◆ Problem details ◆
Rewrite the records below with every "rough mask" changed to "coarse mask" and all other text left as it is. Leave the pictures out of your answer.

◆ Records supplied ◆
● ● ● ●

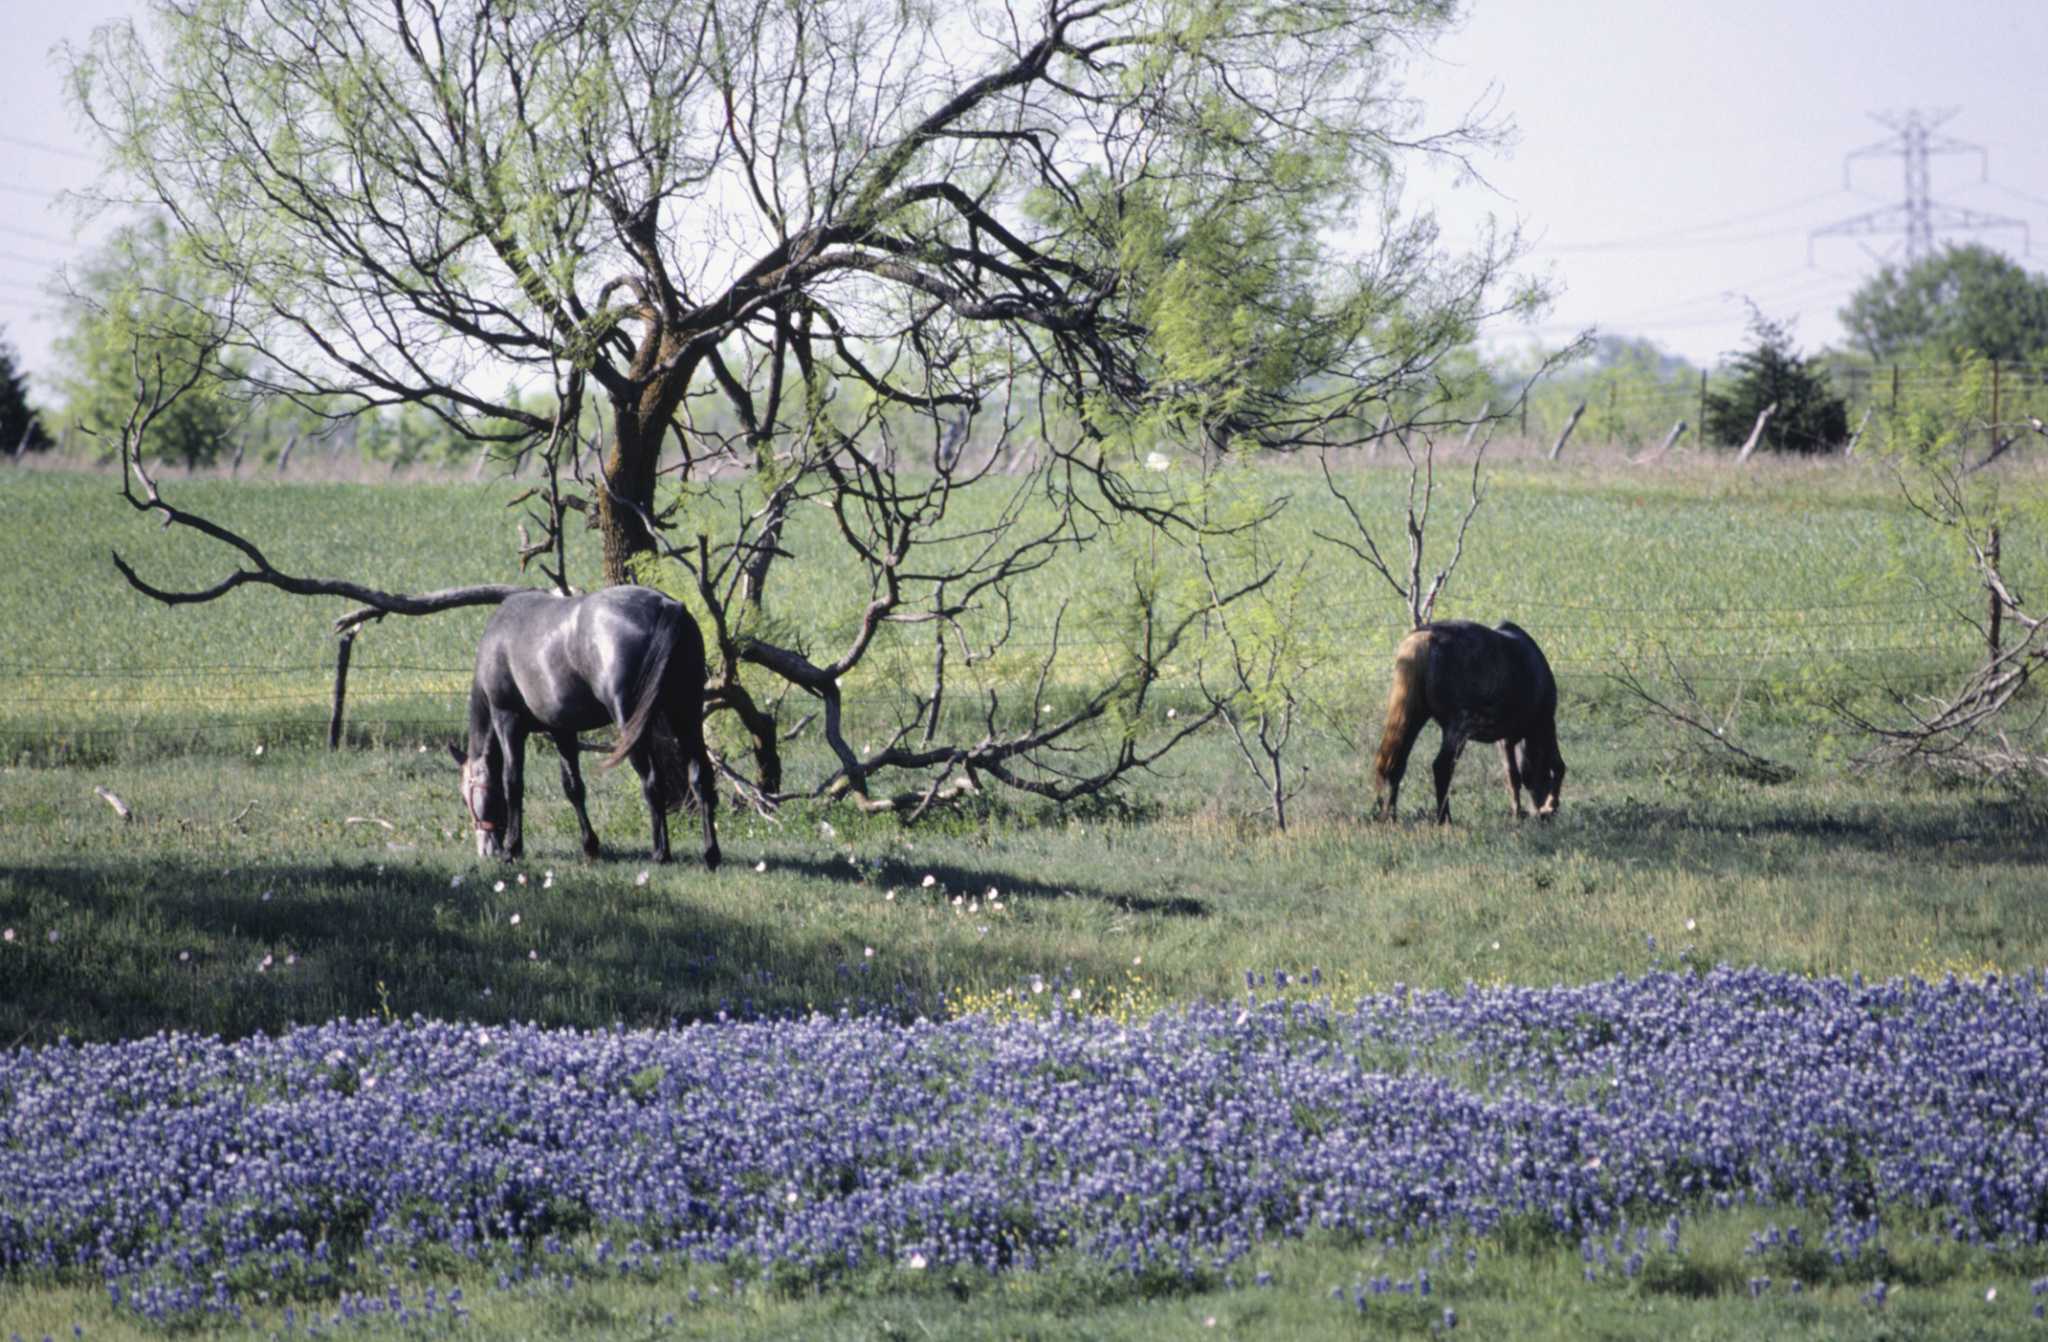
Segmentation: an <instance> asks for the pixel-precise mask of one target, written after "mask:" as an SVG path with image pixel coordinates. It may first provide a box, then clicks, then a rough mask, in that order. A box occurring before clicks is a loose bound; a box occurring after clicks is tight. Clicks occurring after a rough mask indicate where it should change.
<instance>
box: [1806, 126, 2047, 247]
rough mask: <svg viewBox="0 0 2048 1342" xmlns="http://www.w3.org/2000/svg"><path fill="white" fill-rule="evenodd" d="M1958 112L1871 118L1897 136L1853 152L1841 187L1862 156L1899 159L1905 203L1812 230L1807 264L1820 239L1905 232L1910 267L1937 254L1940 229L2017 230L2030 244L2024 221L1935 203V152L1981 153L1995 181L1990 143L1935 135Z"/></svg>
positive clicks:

● ● ● ●

◆ Final answer ◆
Segmentation: an <instance> asks for the pixel-precise mask of one target, written after "mask:" as an SVG path with image pixel coordinates. It may first provide a box, then clicks, then a coarse mask, in that order. A box occurring before clicks is a loose bound; a box occurring after clicks is tight. Clicks occurring after a coarse mask indicate where it should change.
<instance>
box: [1806, 126, 2047, 247]
coarse mask: <svg viewBox="0 0 2048 1342" xmlns="http://www.w3.org/2000/svg"><path fill="white" fill-rule="evenodd" d="M1958 112L1871 118L1897 136L1853 152L1841 187L1862 156L1899 159L1905 203L1812 230L1807 264L1820 239L1905 232L1910 267L1937 254L1940 229L2017 230L2030 244L2024 221L1935 203V152L1981 153L1995 181L1990 143L1935 135Z"/></svg>
positive clicks:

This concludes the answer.